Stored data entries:
____________________

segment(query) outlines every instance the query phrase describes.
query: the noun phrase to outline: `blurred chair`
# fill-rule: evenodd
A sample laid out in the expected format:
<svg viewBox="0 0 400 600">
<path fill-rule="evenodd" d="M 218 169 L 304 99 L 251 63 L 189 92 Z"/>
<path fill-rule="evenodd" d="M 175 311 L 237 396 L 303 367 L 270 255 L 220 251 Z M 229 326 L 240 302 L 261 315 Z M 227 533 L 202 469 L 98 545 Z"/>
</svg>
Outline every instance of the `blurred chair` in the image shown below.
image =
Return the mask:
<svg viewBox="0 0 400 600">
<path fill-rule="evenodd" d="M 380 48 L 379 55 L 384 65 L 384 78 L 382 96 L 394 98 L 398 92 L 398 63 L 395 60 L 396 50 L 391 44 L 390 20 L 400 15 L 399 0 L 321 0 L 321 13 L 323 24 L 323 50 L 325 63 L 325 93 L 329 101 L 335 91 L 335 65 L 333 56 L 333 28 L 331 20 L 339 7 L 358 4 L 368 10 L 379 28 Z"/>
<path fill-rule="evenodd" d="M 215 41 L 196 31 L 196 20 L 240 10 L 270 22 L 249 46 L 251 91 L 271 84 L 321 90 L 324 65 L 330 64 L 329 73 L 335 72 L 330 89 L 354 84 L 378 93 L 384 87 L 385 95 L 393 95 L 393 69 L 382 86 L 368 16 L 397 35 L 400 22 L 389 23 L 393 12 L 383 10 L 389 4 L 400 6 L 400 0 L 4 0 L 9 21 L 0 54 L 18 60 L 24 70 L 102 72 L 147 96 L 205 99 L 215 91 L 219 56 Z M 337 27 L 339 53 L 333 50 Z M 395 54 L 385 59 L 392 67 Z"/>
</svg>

____________________

-- Work instruction --
The lines from the start of the entries above through the line containing "218 169 L 304" are the ones to return, please; copy them exactly and include both ends.

-- Task result --
segment(query) outlines every instance the query phrase describes.
query: the noun phrase to outline: `blurred chair`
# fill-rule: evenodd
A sample laid out in the expected format:
<svg viewBox="0 0 400 600">
<path fill-rule="evenodd" d="M 218 169 L 304 99 L 251 63 L 189 92 Z"/>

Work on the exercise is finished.